*PASSAGE SHOWN*.
>>

10.3 Insurance. Chordiant
shall carry and maintain at its own cost, with companies that are rated a
minimum of “A-“ in Best’s Insurance Guide or are otherwise reasonably acceptable
to Customer, all necessary insurance (which shall include as a minimum the
requirements set forth below) during the term of this Agreement, for damages
caused or contributed to by Chordiant, and insuring Customer against claims
which may arise out of or result from Chordiant’s performance or failure to
perform hereunder, including: (i) statutory worker’s compensation in accordance
with applicable laws, (ii) employer’s liability insurance in an amount of not
less than $500,000 per occurrence, (iii) commercial general liability, including
bodily injury, property damage, owners and contractors protective liability,
products and completed operations liability and contractual liability, with
a
combined single limit of not less than $1,000,000, (iv) automotive liability
covering all vehicles owned, non-owned, hired and leased with a combined
single
limit for bodily injury and property damage of not less than $1,000,000,
(v)

<<

*SUPPLIED MATERIAL*.
>>

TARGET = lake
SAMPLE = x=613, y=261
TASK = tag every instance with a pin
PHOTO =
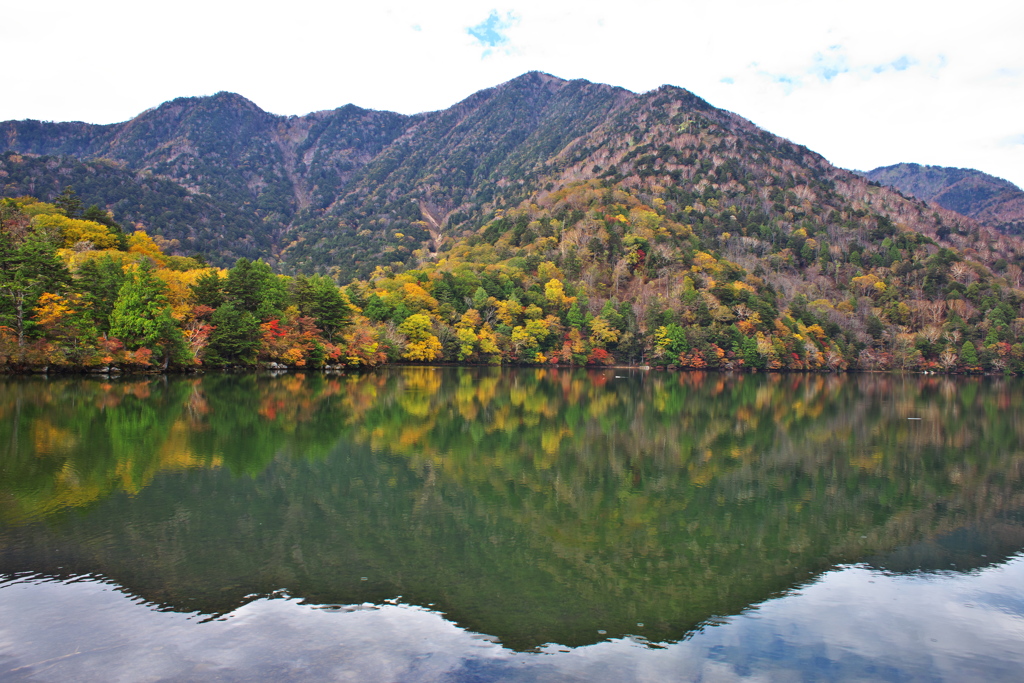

<<

*WHAT TO WORK ON*.
[a] Based on the insurance clause, explain what the insurance Chordiant must carry is meant to cover.
[b] In the insurance clause, what is the minimum amount of employer's liability insurance Chordiant must carry?
[c] List every kind of coverage that the insurance clause says the commercial general liability insurance must include.

*WRITTEN RESPONSES*.
[a] It covers damages caused or contributed to by Chordiant. It also protects Customer against claims that arise out of or result from Chordiant's performance, or failure to perform, under the Agreement.

[b] Not less than $500,000 per occurrence.

[c]
- Bodily injury
- Property damage
- Owners and contractors protective liability
- Products and completed operations liability
- Contractual liability